> **作業内容**: 情報配信システムを説明した引用文にある一文「コンテンツ情報とは、ユーザに提供する読み上げ情報(TTS情報)や音声情報を含む情報である。」を英語に訳せ。

> **引用文**:

==*==

図1に、本実施の形態における車載器を含む情報配信システム100のシステム構成を示す。
【0015】
情報配信システム100は、図1に示すように、車両Cに搭載された車載器10、複数の路側無線装置20、センター装置30を含んで構成され、センター装置30が路側無線装置20を介して車載器10に第1配信情報及び/又は第2配信情報を含むデータを配信する。
【0016】
図2(a)に、第1配信情報の例を示す。
図2(a)に示すように、第1配信情報としては、各路側無線装置20が設置された道路を識別するために予め設定された区別番号と、当該区別番号の有効期間と、当該区別番号及び有効期間を車載器に記憶させる区別番号設定指示情報と、を含む情報である。
【0017】
図2(b)に、第2配信情報の例を示す。
図2(b)に示すように、第2配信情報としては、コンテンツ情報と、区別番号と、実行条件情報とを含む情報である。
【0018】
コンテンツ情報とは、ユーザに提供する読み上げ情報(TTS情報)や音声情報を含む情報である。
【0019】
実行条件情報とは、第1配信情報に含まれる区別番号と第2配信情報に含まれる区別番号とに基づいてコンテンツ情報を実行させる条件が定められた情報である。
【0020】
本実施の形態における実行条件情報としては、コンテンツ情報の優先度に応じてコンテンツ情報を実行させる条件や、第2配信情報に含まれている区別番号と、当該第2配信情報よりも前に車載器10の記憶部に記憶された第1配信情報に含まれている区別番号とが一致しており、且つ、第1配信情報が車載器10の記憶部に記憶されてから当該第1配信情報に含まれている有効期間を経過していない場合、第2配信情報に含まれているコンテンツ情報に応じた動作を実行させる情報である。
【0021】
以下、各構成装置について詳細に説明する。
センター装置30は、第1配信情報及び/又は第2配信情報を含むデータを記憶し、これを路側無線装置20を介して車載器10に配信する。センター装置30としては、配信制御を行う制御部、路側無線装置20と通信を行う通信部、第1配信情報及び/又は第2配信情報を含むデータを記憶する記憶部を備えたコンピュータ端末等を適用可能である。
【0022】
図1では1台のセンター装置30のみ示したが、第1配信情報及び/又は第2配信情報を含むデータを配信する配信事業者は複数あり、センター装置30は配信事業者毎に備えられるものであってもよい。
【0023】
ここで、センター装置30が配信する第2配信情報に含まれるコンテンツ情報について説明する。
図3に、コンテンツ情報を含むデータの一例を示す。

==*==

> **データ項目**:
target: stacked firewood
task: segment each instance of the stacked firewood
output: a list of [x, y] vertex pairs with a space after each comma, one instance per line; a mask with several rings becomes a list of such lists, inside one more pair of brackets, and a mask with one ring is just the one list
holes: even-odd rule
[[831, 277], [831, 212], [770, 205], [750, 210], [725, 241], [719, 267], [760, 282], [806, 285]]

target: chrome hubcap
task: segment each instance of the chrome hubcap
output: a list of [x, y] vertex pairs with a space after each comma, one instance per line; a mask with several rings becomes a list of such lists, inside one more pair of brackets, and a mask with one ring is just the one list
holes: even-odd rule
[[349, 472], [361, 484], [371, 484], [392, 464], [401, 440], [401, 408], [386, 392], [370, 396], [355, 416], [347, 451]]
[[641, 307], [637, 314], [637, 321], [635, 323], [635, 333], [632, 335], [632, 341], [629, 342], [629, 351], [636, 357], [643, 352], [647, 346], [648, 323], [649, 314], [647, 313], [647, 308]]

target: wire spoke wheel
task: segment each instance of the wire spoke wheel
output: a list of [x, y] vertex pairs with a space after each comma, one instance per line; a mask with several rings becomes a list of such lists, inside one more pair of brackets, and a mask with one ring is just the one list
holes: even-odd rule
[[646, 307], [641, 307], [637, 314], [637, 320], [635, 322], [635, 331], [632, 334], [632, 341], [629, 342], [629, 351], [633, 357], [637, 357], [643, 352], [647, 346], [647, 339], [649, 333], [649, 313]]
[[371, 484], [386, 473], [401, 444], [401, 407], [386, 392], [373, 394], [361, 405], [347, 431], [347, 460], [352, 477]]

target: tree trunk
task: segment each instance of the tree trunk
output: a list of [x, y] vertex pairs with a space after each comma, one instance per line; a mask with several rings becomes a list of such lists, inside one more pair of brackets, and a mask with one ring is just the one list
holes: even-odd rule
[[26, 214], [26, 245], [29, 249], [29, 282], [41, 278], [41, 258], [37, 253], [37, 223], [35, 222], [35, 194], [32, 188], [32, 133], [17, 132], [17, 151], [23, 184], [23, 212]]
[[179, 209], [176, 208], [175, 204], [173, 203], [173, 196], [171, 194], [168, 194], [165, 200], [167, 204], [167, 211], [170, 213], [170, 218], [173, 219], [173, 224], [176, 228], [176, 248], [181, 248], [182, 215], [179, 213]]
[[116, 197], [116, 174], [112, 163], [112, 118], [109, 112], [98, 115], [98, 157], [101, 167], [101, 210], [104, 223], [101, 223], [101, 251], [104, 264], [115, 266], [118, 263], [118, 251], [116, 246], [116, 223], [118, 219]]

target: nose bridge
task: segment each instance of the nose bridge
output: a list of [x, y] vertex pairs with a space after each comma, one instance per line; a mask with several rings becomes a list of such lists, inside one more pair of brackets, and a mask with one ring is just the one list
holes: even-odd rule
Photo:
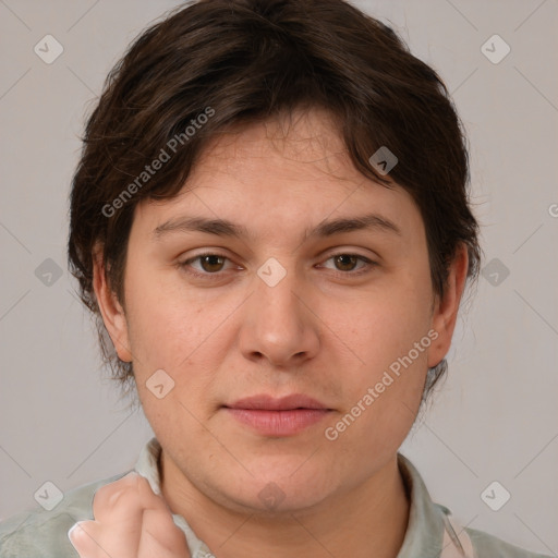
[[275, 364], [287, 364], [295, 355], [317, 350], [317, 325], [303, 292], [294, 269], [275, 258], [260, 266], [241, 335], [246, 356], [258, 353]]

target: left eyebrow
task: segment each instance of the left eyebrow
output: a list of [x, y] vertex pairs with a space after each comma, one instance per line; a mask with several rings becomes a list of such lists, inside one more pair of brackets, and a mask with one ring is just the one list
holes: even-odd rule
[[[332, 236], [341, 232], [352, 232], [359, 230], [378, 230], [391, 232], [401, 235], [401, 230], [391, 220], [378, 214], [367, 214], [359, 217], [340, 218], [329, 221], [323, 221], [313, 229], [306, 229], [303, 234], [303, 241], [311, 238]], [[210, 219], [206, 217], [180, 217], [169, 219], [154, 229], [151, 236], [155, 241], [171, 232], [205, 232], [218, 236], [231, 236], [239, 239], [255, 238], [246, 227], [234, 223], [227, 219]]]

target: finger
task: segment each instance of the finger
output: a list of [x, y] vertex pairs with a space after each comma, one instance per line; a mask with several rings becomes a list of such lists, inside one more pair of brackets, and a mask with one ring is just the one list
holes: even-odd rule
[[165, 500], [154, 494], [146, 478], [131, 473], [114, 483], [101, 486], [95, 494], [93, 513], [104, 524], [120, 522], [141, 525], [145, 509], [168, 510]]
[[68, 538], [80, 558], [108, 558], [109, 556], [100, 544], [100, 530], [95, 521], [78, 521], [68, 532]]
[[137, 558], [190, 558], [186, 537], [169, 512], [144, 511]]

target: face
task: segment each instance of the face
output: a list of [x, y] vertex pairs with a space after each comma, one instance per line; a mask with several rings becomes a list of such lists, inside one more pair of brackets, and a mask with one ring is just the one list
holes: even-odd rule
[[438, 301], [410, 195], [360, 174], [326, 113], [283, 132], [223, 135], [179, 196], [137, 206], [125, 312], [95, 281], [169, 466], [238, 510], [311, 508], [392, 464], [466, 265]]

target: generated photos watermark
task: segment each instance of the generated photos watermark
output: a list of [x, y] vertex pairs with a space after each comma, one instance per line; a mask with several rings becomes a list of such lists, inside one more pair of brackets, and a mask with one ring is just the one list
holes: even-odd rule
[[150, 162], [150, 165], [146, 165], [144, 170], [130, 184], [128, 184], [128, 186], [122, 190], [122, 192], [112, 199], [110, 204], [105, 204], [102, 206], [102, 215], [110, 218], [117, 214], [118, 209], [122, 209], [122, 207], [132, 199], [133, 195], [136, 194], [137, 191], [142, 190], [142, 187], [145, 186], [153, 177], [155, 177], [157, 171], [160, 170], [166, 162], [170, 161], [171, 157], [178, 151], [178, 149], [182, 145], [185, 145], [213, 116], [215, 116], [215, 109], [206, 107], [203, 112], [199, 112], [195, 119], [190, 121], [191, 125], [187, 125], [184, 129], [184, 132], [174, 134], [167, 142], [165, 147], [161, 147], [159, 155]]
[[377, 381], [374, 387], [369, 387], [366, 390], [366, 393], [359, 399], [354, 407], [352, 407], [341, 420], [339, 420], [333, 426], [328, 426], [324, 430], [325, 437], [330, 441], [337, 440], [339, 435], [345, 432], [347, 428], [349, 428], [349, 426], [351, 426], [354, 421], [356, 421], [356, 418], [359, 418], [359, 416], [361, 416], [362, 413], [364, 413], [364, 411], [366, 411], [366, 409], [368, 409], [380, 397], [380, 395], [386, 391], [386, 388], [391, 386], [393, 381], [401, 376], [401, 368], [409, 368], [409, 366], [418, 359], [421, 353], [424, 353], [424, 351], [428, 349], [432, 342], [436, 341], [438, 337], [438, 331], [430, 329], [426, 336], [413, 344], [413, 348], [405, 355], [399, 356], [393, 361], [389, 365], [389, 369], [384, 372], [380, 380]]

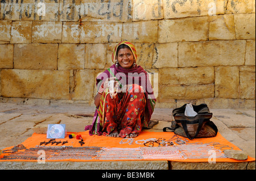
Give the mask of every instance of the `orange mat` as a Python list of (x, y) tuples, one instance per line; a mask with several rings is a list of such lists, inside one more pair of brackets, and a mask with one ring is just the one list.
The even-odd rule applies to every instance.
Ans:
[[(68, 135), (71, 133), (75, 133), (76, 135), (81, 134), (84, 142), (84, 144), (82, 146), (81, 146), (80, 144), (79, 141), (81, 141), (79, 140), (77, 140), (76, 138), (69, 138)], [(79, 132), (79, 133), (71, 133), (68, 132), (66, 137), (64, 139), (56, 139), (56, 141), (61, 141), (61, 142), (68, 141), (68, 143), (65, 144), (65, 146), (72, 146), (74, 148), (79, 148), (81, 146), (97, 146), (101, 147), (103, 150), (105, 150), (106, 152), (105, 152), (105, 156), (106, 154), (109, 154), (109, 153), (112, 154), (116, 154), (117, 155), (113, 155), (113, 159), (111, 159), (111, 157), (101, 157), (101, 159), (96, 159), (95, 157), (92, 158), (90, 159), (56, 159), (56, 160), (47, 160), (46, 159), (46, 161), (130, 161), (131, 160), (129, 159), (129, 157), (127, 158), (118, 158), (120, 155), (118, 153), (122, 153), (124, 154), (125, 151), (128, 151), (128, 154), (129, 154), (129, 151), (130, 150), (131, 152), (135, 155), (137, 154), (136, 151), (138, 153), (141, 153), (142, 150), (143, 151), (148, 151), (151, 150), (152, 148), (154, 148), (155, 154), (161, 154), (161, 150), (166, 150), (166, 151), (168, 151), (168, 149), (171, 149), (172, 151), (173, 151), (174, 157), (171, 155), (169, 155), (168, 157), (163, 157), (164, 155), (164, 153), (162, 153), (162, 157), (155, 157), (154, 155), (147, 155), (147, 157), (145, 157), (144, 155), (143, 155), (143, 157), (139, 157), (139, 158), (136, 158), (136, 157), (133, 158), (132, 160), (168, 160), (168, 161), (175, 161), (179, 162), (208, 162), (209, 157), (211, 156), (209, 152), (205, 152), (209, 151), (209, 149), (210, 148), (213, 148), (214, 150), (217, 151), (218, 153), (218, 155), (221, 155), (221, 157), (217, 157), (216, 158), (216, 160), (214, 160), (216, 162), (250, 162), (255, 161), (255, 158), (251, 158), (250, 157), (248, 157), (248, 159), (245, 161), (238, 161), (234, 159), (230, 159), (225, 158), (225, 157), (222, 157), (224, 155), (223, 150), (224, 149), (234, 149), (234, 150), (240, 150), (237, 146), (232, 144), (228, 141), (227, 141), (224, 137), (223, 137), (219, 133), (218, 133), (217, 135), (215, 137), (213, 138), (195, 138), (192, 140), (189, 140), (186, 138), (182, 137), (181, 136), (179, 136), (179, 138), (181, 138), (183, 140), (187, 141), (186, 144), (184, 145), (179, 145), (176, 142), (175, 142), (175, 140), (174, 140), (173, 142), (175, 144), (177, 149), (172, 149), (172, 146), (163, 146), (159, 147), (158, 144), (156, 143), (154, 143), (154, 146), (152, 148), (147, 147), (144, 146), (143, 143), (144, 142), (144, 140), (148, 140), (150, 138), (151, 139), (158, 139), (158, 138), (163, 138), (166, 140), (168, 140), (171, 138), (175, 136), (175, 137), (177, 137), (175, 136), (175, 134), (173, 132), (142, 132), (137, 137), (133, 138), (131, 139), (129, 138), (115, 138), (115, 137), (109, 137), (104, 136), (98, 136), (97, 135), (90, 136), (89, 135), (88, 131)], [(22, 142), (22, 144), (27, 149), (30, 148), (36, 148), (39, 145), (41, 142), (43, 142), (44, 141), (48, 141), (49, 139), (46, 138), (46, 134), (36, 134), (34, 133), (31, 137), (27, 138), (25, 141)], [(205, 145), (207, 145), (207, 146)], [(208, 147), (208, 145), (209, 146)], [(186, 150), (186, 146), (187, 147), (188, 150)], [(200, 145), (202, 145), (201, 146)], [(61, 144), (59, 144), (57, 145), (55, 145), (55, 144), (53, 144), (51, 145), (51, 144), (46, 145), (46, 146), (62, 146)], [(43, 146), (43, 145), (42, 146)], [(9, 148), (7, 148), (3, 150), (4, 151), (6, 150), (11, 149), (13, 146), (11, 146)], [(166, 149), (167, 150), (166, 150)], [(203, 149), (202, 149), (203, 148)], [(197, 149), (197, 150), (195, 149), (195, 148)], [(139, 150), (142, 149), (142, 150)], [(207, 150), (208, 149), (208, 150)], [(157, 150), (156, 150), (157, 149)], [(189, 150), (190, 149), (190, 150)], [(201, 149), (201, 150), (200, 150)], [(19, 150), (18, 151), (24, 151), (24, 150)], [(134, 151), (133, 151), (134, 150)], [(199, 155), (194, 155), (192, 154), (190, 154), (191, 150), (191, 151), (195, 151), (195, 150), (199, 153)], [(206, 150), (206, 151), (205, 151)], [(109, 152), (108, 152), (109, 151)], [(141, 152), (140, 152), (141, 151)], [(202, 155), (203, 152), (204, 153), (204, 156), (201, 157), (201, 158), (198, 158), (197, 157), (200, 158), (200, 155)], [(5, 152), (5, 151), (4, 151)], [(170, 152), (170, 151), (169, 151)], [(179, 155), (177, 155), (177, 154), (180, 154)], [(37, 160), (27, 160), (27, 159), (3, 159), (5, 156), (8, 156), (11, 155), (13, 153), (2, 153), (0, 155), (0, 162), (1, 161), (37, 161)], [(121, 154), (121, 153), (120, 153)], [(127, 154), (127, 153), (126, 153)], [(152, 154), (152, 153), (151, 153)], [(39, 155), (38, 155), (38, 157)], [(105, 159), (104, 159), (105, 158)], [(139, 158), (139, 157), (138, 157)]]

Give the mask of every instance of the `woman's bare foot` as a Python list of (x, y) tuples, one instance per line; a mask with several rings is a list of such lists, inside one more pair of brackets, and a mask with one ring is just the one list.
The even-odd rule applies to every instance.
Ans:
[(128, 134), (125, 137), (126, 138), (135, 138), (135, 137), (137, 137), (138, 134), (136, 133), (131, 133), (130, 134)]
[(118, 132), (112, 132), (110, 134), (109, 134), (108, 135), (108, 136), (109, 136), (109, 137), (120, 137), (120, 136), (119, 136), (119, 134), (118, 134)]

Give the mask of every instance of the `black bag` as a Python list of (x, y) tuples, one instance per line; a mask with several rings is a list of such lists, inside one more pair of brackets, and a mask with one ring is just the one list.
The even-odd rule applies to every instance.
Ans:
[(187, 104), (172, 111), (175, 119), (175, 127), (165, 127), (166, 129), (174, 130), (176, 134), (193, 140), (195, 138), (205, 138), (216, 136), (218, 129), (213, 122), (210, 121), (212, 113), (210, 112), (206, 104), (192, 105), (193, 110), (197, 115), (193, 117), (184, 115)]

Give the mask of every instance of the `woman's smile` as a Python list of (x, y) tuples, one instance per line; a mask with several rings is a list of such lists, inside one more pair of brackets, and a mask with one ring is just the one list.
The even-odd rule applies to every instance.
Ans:
[(118, 52), (117, 61), (123, 68), (130, 69), (134, 62), (131, 50), (127, 48), (121, 48)]

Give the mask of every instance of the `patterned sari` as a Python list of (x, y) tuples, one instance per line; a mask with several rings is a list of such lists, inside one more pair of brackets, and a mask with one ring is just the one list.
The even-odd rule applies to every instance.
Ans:
[[(121, 44), (129, 45), (137, 60), (136, 50), (131, 48), (133, 45), (122, 41), (117, 45), (112, 60), (114, 61), (117, 47)], [(90, 135), (107, 136), (115, 131), (121, 137), (130, 133), (139, 134), (143, 127), (148, 126), (156, 102), (147, 72), (141, 66), (127, 70), (114, 64), (97, 77), (97, 87), (110, 77), (116, 78), (122, 91), (114, 98), (108, 89), (105, 90), (100, 106), (96, 107), (93, 123), (85, 127), (85, 130), (89, 129)]]

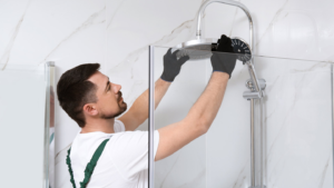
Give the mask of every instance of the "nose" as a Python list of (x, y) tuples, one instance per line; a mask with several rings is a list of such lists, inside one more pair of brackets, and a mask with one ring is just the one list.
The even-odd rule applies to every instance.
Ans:
[(114, 86), (115, 86), (116, 92), (118, 92), (118, 91), (121, 89), (121, 86), (120, 86), (120, 85), (114, 83)]

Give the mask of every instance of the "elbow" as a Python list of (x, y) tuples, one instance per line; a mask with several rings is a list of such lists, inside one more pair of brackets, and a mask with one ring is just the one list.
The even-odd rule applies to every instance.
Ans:
[(199, 118), (197, 123), (198, 123), (197, 127), (198, 127), (200, 135), (205, 135), (212, 125), (212, 122), (207, 118), (204, 118), (204, 117)]

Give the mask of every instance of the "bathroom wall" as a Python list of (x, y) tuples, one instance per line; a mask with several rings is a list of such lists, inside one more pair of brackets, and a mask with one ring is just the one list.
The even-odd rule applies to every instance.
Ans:
[[(2, 0), (0, 1), (0, 65), (40, 65), (52, 60), (57, 66), (56, 77), (59, 78), (63, 71), (77, 65), (99, 62), (101, 71), (107, 73), (111, 81), (122, 86), (125, 101), (130, 106), (136, 97), (148, 87), (148, 44), (173, 47), (193, 39), (196, 29), (196, 13), (203, 2), (204, 0)], [(248, 0), (240, 2), (249, 9), (255, 22), (254, 51), (256, 55), (321, 61), (334, 60), (332, 51), (334, 49), (333, 1)], [(219, 3), (209, 6), (205, 12), (204, 28), (204, 36), (208, 38), (218, 38), (225, 33), (229, 37), (248, 40), (248, 21), (237, 8)], [(276, 72), (276, 76), (279, 76), (277, 71), (277, 68), (281, 67), (279, 63), (269, 67), (269, 65), (261, 62), (256, 66), (261, 77), (269, 77), (268, 72)], [(312, 66), (308, 68), (313, 70)], [(328, 67), (324, 66), (324, 68)], [(301, 71), (303, 70), (301, 69)], [(275, 79), (275, 76), (272, 76), (267, 78), (269, 88), (284, 87), (285, 81), (288, 81), (279, 79), (282, 77)], [(219, 162), (233, 159), (234, 162), (225, 162), (224, 172), (215, 168), (215, 164), (203, 167), (205, 168), (203, 176), (208, 187), (244, 188), (249, 186), (249, 103), (242, 98), (242, 91), (246, 88), (240, 87), (248, 78), (245, 67), (237, 65), (233, 78), (234, 80), (226, 91), (226, 98), (232, 97), (234, 100), (225, 100), (223, 107), (224, 110), (239, 112), (238, 121), (235, 121), (234, 118), (223, 118), (225, 126), (213, 127), (205, 138), (207, 161)], [(275, 80), (281, 81), (281, 85)], [(307, 81), (307, 79), (301, 78), (296, 83), (304, 80)], [(307, 86), (305, 87), (307, 88)], [(327, 87), (328, 85), (324, 83), (317, 87), (317, 90), (323, 89), (327, 93)], [(294, 92), (294, 95), (298, 97), (305, 92)], [(282, 102), (293, 102), (288, 95), (282, 95), (279, 99)], [(58, 101), (56, 101), (57, 106)], [(288, 109), (293, 110), (293, 108)], [(271, 112), (281, 119), (285, 116), (282, 112), (287, 109), (278, 108), (277, 110)], [(303, 108), (299, 109), (299, 112), (302, 116)], [(296, 125), (298, 123), (302, 122), (296, 122)], [(141, 129), (145, 129), (145, 125)], [(78, 130), (78, 126), (59, 107), (56, 108), (57, 188), (71, 187), (65, 157), (66, 150)], [(275, 132), (286, 130), (286, 127), (272, 130), (273, 138), (278, 138), (277, 140), (285, 138), (279, 137), (285, 133), (275, 135)], [(314, 137), (307, 137), (307, 133), (310, 132), (306, 132), (304, 139), (307, 141), (310, 138), (312, 142)], [(316, 138), (318, 138), (324, 131), (313, 133), (317, 133)], [(216, 141), (215, 139), (219, 137), (223, 139)], [(294, 136), (289, 135), (286, 138), (291, 137)], [(213, 146), (212, 149), (209, 146)], [(277, 156), (276, 154), (283, 149), (277, 145), (272, 146), (274, 146), (272, 147), (274, 151), (275, 149), (277, 151), (272, 156)], [(228, 158), (224, 158), (222, 152), (215, 156), (214, 149), (219, 147), (224, 148), (225, 154), (232, 155), (227, 156)], [(331, 147), (331, 144), (325, 147)], [(330, 150), (327, 149), (327, 151)], [(183, 152), (183, 155), (180, 158), (173, 158), (166, 166), (190, 157), (187, 156), (187, 152)], [(239, 156), (239, 158), (235, 158), (235, 156)], [(284, 157), (273, 160), (281, 166), (279, 162), (284, 162)], [(326, 164), (327, 161), (328, 164)], [(316, 175), (314, 185), (324, 188), (333, 187), (331, 180), (332, 152), (324, 158), (318, 158), (313, 165), (322, 168), (318, 170), (321, 172)], [(302, 166), (303, 164), (301, 164)], [(157, 182), (159, 187), (168, 187), (169, 182), (173, 182), (174, 187), (184, 188), (196, 184), (195, 174), (191, 174), (194, 177), (187, 177), (187, 174), (178, 176), (177, 168), (168, 169), (164, 174), (166, 177)], [(286, 175), (284, 170), (279, 171), (274, 168), (271, 172), (272, 181), (267, 180), (269, 188), (283, 188), (279, 184), (275, 184), (283, 175)], [(175, 180), (174, 177), (177, 176), (185, 177), (187, 182)], [(225, 184), (215, 184), (220, 177)]]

==*==

> **解答**: Content information is information that includes read-aloud information (TTS information) and audio information provided to the user.